Instructions for the task:
The output should contain the listing word for word and no pictures.

------------------------------------------------

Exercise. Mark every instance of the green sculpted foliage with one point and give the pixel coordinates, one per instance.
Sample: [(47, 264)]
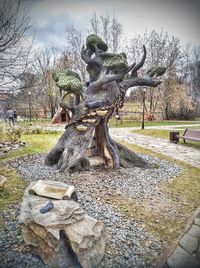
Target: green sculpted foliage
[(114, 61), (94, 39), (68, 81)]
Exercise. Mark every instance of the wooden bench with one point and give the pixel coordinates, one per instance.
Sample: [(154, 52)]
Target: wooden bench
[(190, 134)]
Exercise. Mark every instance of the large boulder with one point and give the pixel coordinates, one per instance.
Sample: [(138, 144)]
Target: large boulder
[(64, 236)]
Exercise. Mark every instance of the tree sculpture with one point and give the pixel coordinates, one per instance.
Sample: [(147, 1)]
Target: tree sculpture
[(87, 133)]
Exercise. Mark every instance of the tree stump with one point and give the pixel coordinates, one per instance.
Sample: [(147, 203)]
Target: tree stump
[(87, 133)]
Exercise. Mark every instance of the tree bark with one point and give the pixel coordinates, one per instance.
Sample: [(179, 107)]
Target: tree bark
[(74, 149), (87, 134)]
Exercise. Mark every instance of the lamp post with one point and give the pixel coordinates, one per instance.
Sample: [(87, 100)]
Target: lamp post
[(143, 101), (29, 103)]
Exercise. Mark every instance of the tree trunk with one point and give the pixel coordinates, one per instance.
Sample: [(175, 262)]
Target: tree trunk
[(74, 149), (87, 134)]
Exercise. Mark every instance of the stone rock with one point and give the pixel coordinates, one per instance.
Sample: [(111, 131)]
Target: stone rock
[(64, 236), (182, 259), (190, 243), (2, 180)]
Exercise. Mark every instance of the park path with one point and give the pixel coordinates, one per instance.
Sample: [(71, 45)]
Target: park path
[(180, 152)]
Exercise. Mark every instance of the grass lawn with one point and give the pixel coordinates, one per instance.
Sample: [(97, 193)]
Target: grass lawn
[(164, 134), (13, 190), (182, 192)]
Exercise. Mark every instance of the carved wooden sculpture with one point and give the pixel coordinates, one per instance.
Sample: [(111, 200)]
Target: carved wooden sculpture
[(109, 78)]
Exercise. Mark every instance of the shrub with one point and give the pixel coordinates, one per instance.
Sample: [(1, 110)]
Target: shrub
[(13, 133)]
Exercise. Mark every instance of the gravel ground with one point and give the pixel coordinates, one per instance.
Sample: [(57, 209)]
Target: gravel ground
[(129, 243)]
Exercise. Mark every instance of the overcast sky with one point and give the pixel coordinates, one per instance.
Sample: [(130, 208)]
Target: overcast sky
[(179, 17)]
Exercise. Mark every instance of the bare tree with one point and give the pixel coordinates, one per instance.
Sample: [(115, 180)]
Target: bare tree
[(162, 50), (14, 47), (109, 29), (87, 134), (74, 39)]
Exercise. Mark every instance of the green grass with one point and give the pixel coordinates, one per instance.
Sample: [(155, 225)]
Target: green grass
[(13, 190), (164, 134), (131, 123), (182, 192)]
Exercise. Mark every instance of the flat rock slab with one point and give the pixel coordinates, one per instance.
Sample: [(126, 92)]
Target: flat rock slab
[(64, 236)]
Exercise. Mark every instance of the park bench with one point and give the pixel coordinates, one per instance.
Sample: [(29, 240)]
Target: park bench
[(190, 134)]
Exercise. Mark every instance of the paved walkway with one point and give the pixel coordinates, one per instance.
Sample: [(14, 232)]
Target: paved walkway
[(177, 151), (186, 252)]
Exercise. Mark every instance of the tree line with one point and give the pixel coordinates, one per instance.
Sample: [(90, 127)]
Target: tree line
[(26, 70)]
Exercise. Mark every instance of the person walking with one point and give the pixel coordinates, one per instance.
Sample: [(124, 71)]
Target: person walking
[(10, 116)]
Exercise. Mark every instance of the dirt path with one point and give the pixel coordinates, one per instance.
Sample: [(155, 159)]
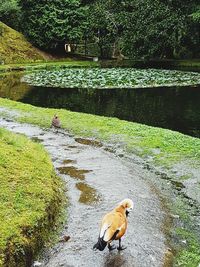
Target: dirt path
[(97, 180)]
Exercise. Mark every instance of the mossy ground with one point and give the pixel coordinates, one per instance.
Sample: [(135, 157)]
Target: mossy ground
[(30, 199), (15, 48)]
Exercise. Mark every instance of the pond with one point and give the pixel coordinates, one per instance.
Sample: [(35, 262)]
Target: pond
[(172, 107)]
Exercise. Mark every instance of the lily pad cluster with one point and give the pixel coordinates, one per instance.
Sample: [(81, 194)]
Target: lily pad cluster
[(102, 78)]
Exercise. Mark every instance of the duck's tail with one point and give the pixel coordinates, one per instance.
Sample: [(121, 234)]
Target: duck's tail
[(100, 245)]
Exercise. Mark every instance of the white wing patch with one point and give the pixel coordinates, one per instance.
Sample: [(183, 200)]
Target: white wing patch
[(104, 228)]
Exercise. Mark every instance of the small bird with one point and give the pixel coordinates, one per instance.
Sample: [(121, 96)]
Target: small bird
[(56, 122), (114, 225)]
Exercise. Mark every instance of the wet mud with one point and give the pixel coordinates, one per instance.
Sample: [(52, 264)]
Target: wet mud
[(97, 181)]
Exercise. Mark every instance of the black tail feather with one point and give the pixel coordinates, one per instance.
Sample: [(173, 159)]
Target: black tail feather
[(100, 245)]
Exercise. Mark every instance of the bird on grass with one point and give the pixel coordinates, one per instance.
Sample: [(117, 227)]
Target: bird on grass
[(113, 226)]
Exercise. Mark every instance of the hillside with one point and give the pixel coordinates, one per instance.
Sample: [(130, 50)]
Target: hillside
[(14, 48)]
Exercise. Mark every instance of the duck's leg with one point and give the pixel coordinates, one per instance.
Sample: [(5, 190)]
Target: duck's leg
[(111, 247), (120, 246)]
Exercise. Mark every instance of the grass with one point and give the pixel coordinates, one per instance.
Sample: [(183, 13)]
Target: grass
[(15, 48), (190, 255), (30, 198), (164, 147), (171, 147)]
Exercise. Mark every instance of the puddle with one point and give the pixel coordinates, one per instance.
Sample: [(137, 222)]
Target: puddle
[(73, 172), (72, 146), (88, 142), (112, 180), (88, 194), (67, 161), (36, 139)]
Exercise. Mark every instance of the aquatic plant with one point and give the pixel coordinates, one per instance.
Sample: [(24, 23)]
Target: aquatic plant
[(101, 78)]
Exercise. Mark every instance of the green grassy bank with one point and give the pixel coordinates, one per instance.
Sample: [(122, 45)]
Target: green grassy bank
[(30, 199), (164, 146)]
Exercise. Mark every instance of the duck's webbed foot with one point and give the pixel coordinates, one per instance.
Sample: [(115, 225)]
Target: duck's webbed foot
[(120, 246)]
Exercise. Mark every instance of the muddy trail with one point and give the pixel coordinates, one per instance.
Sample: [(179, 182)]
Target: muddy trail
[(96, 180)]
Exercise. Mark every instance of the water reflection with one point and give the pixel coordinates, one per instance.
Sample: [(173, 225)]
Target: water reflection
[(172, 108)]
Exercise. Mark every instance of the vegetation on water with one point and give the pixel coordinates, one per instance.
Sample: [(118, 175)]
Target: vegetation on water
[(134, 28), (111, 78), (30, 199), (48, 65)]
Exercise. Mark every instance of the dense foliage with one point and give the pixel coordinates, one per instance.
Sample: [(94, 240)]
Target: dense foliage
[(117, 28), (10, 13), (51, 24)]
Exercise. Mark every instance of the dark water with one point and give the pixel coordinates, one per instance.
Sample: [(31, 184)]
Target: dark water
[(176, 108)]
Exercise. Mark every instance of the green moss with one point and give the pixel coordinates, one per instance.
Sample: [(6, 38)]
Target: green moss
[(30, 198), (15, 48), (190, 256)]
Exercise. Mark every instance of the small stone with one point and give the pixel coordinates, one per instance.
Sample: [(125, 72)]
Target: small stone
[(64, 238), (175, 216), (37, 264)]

------------------------------------------------

Reply to the exercise:
Exercise. Mark every instance of the green sculpted foliage with one point and give the pixel coordinates, one per instance.
Sample: [(47, 264)]
Target: green sculpted foliage
[(114, 61), (94, 39), (68, 81)]
Exercise. Mark every instance of the wooden bench with one point and give the pixel coordinates, one per instance.
Sample: [(154, 52)]
Target: wooden bench
[(190, 134)]
Exercise. Mark every instance of the large boulder with one point and give the pixel coordinates, one per instance.
Sample: [(138, 144)]
Target: large boulder
[(64, 236)]
Exercise. Mark every instance of the tree sculpture with one point and give the pixel coordinates, one per instance.
Sample: [(147, 1)]
Target: tree sculpture
[(87, 133)]
Exercise. Mark every instance of the tree stump with one point and give the pixel coordinates, one per instance.
Sample: [(147, 203)]
Target: tree stump
[(87, 133)]
Exercise. Mark every instance of the tree bark with one point and give the pixel coordinates, one per instance.
Sample: [(179, 107)]
Target: tree bark
[(74, 149), (87, 134)]
Exercise. Mark every instance of the lamp post with one point and give the pixel coordinates, one per instance.
Sample: [(87, 100)]
Target: lamp post
[(143, 101), (29, 103)]
Exercise. Mark every instance of the tree trunk with one point and give the pixel coordinates, one per instance.
Sample: [(175, 262)]
Target: tree trunk
[(74, 149), (87, 134)]
Exercise. Mark every instance of the stone rock with one point and give the pixel coordinates, one per instance.
Sample: [(111, 131)]
Target: stone rock
[(64, 236), (182, 259), (190, 243), (2, 180)]
Exercise. Mark every instance of the park path with one point and give the pixel coordinates, one per instance.
Sample: [(71, 45)]
Target: park path
[(180, 152)]
Exercise. Mark every instance of the grass lawn with one point and give the pixel coordinates, one per instance.
Sample: [(97, 193)]
Target: grass lawn
[(164, 134), (13, 190), (182, 192)]
Exercise. Mark every instance of the carved wooden sculpture with one point and give the pixel coordinates, one per instance.
Sample: [(111, 200)]
Target: carved wooden sculpture
[(109, 78)]
Exercise. Mark every instance of the shrub with one point and give the pixel coordinates, one per instance.
Sample: [(1, 110)]
Target: shrub
[(13, 133)]
Exercise. Mark every instance of the gravel ground with one point and give the pixel coordinates, one per instance.
Sample: [(57, 209)]
Target: gravel ground
[(129, 243)]
Exercise. Mark every instance of the overcast sky with one point and give the pixel coordinates, one per instance.
Sample: [(130, 208)]
Target: overcast sky
[(179, 17)]
Exercise. Mark every instance of the bare tree with one point and give the pixel coordinates, one per instance.
Sample: [(115, 180)]
Target: bare tree
[(162, 50), (14, 47), (109, 29), (87, 134), (74, 39)]
Exercise. Mark every instance of the green grass with one point and give the pixel coordinates, one per instance.
Sample: [(155, 225)]
Target: green grass
[(13, 190), (164, 134), (131, 123), (182, 192)]
Exercise. Mark every instance of the flat rock slab with one point and give the pixel coordinates, one per instance.
Sample: [(126, 92)]
Target: flat rock slab
[(64, 236)]
Exercise. Mark every instance of the park bench with one point and give the pixel coordinates, one per instance.
Sample: [(29, 240)]
Target: park bench
[(190, 134)]
Exercise. Mark every instance of the paved walkway with one point and give the pixel coordinates, one per instance.
Sample: [(14, 232)]
Target: paved walkway
[(177, 151), (186, 252)]
Exercise. Mark every instance of the tree line with one point and give the pixel coordinates, one per instance.
Sample: [(90, 127)]
Target: tree line
[(26, 70)]
Exercise. Mark every instance of the person walking with one point and give the pixel coordinates, one per instance.
Sample: [(124, 71)]
Target: person walking
[(10, 116)]
Exercise. Mark every instance of the dirt path with one point and give the pixel coordinates, one per instance.
Sample: [(155, 159)]
Target: dirt path
[(97, 180)]
Exercise. Mark every instance of the mossy ground with one point and give the pixel coordinates, one per instance.
Sample: [(135, 157)]
Target: mossy ground
[(30, 199), (15, 48)]
Exercise. Mark every instance of the pond with one point and give the pixel coordinates, one per instance.
Sample: [(35, 262)]
Target: pond
[(172, 107)]
Exercise. Mark every instance of the lily pad cluster with one point and give the pixel coordinates, one per instance.
Sample: [(81, 194)]
Target: lily pad cluster
[(102, 78)]
Exercise. Mark every instance of the duck's tail with one point and give the pixel coordinates, one per instance.
Sample: [(121, 234)]
Target: duck's tail
[(100, 245)]
Exercise. Mark every instance of the white wing patch with one point and give the pixel coordinates, one per instance.
Sample: [(183, 200)]
Target: white wing patch
[(104, 228)]
Exercise. Mark every instance of the small bird with one point and give the pixel coordinates, one per instance.
Sample: [(121, 96)]
Target: small bird
[(56, 122), (114, 225)]
Exercise. Mark every instance of the wet mud with one point and give the pixel coordinates, one per instance.
Sample: [(52, 264)]
Target: wet mud
[(97, 181)]
Exercise. Mark every instance of the black tail feather with one point and give the pixel coordinates, one per instance.
Sample: [(173, 159)]
Target: black tail feather
[(100, 245)]
Exercise. Mark every instance of the bird on grass with one point and give the pixel coordinates, one per instance.
Sample: [(117, 227)]
Target: bird on grass
[(113, 226)]
Exercise. Mark every instance of the hillside with one point and give the pixel coordinates, one per instance.
Sample: [(130, 50)]
Target: hillside
[(14, 48)]
Exercise. Mark every instance of the duck's leg with one point and give the pixel coordinates, one per instance.
Sample: [(5, 190)]
Target: duck's leg
[(111, 247), (120, 246)]
Exercise. Mark every instance of the grass with one point and give the pixel coordinates, one per instance.
Sample: [(183, 13)]
Target: grass
[(15, 48), (190, 255), (30, 198), (164, 147), (171, 147)]
Exercise. Mark every instance of the puddle with one point and give the pixel coordinates, one per instance.
Sample: [(137, 222)]
Target: puddle
[(73, 172), (72, 146), (88, 142), (112, 180), (88, 194), (67, 161), (36, 139)]
Exercise. Mark every instance of the aquatic plant with one point and give the pixel coordinates, one per instance.
Sample: [(24, 23)]
Target: aquatic plant
[(101, 78)]
Exercise. Mark every instance of the green grassy bank with one point and give the pixel coordinates, one per instance.
Sample: [(122, 45)]
Target: green grassy bank
[(30, 199), (164, 146)]
Exercise. Mark every instance of the duck's webbed foot with one point and give the pixel coordinates, one per instance.
Sample: [(115, 225)]
Target: duck's webbed foot
[(120, 246)]
Exercise. Mark every instance of the muddy trail with one point and give the pixel coordinates, one per instance.
Sample: [(179, 182)]
Target: muddy trail
[(96, 180)]
Exercise. Mark every instance of the water reflection with one point and give the pixel coordinates, one per instance.
Sample: [(173, 225)]
Target: water reflection
[(172, 108)]
Exercise. Mark every instance of the vegetation on water with one point and give the pixel coordinates, one per instance.
Sample: [(118, 175)]
Target: vegetation on water
[(134, 28), (111, 78), (30, 199), (48, 65)]
Exercise. Mark every instance of the dense foliage with one point and give the pixel coordinates, one per instance.
Sample: [(94, 240)]
Target: dense foliage
[(117, 28), (10, 13), (51, 24)]
Exercise. Mark every instance of the dark water with one point and give the pixel coordinates, one per instance.
Sample: [(31, 184)]
Target: dark water
[(176, 108)]
Exercise. Mark every instance of the green moss with one point and give the pixel coordinates, one per instance.
Sample: [(6, 38)]
Target: green moss
[(30, 198), (15, 48), (190, 256)]
Exercise. Mark every instance of the small stone with one point and give the pixel coordinates, one per instance.
Sample: [(125, 72)]
Target: small stone
[(64, 238), (175, 216), (37, 264)]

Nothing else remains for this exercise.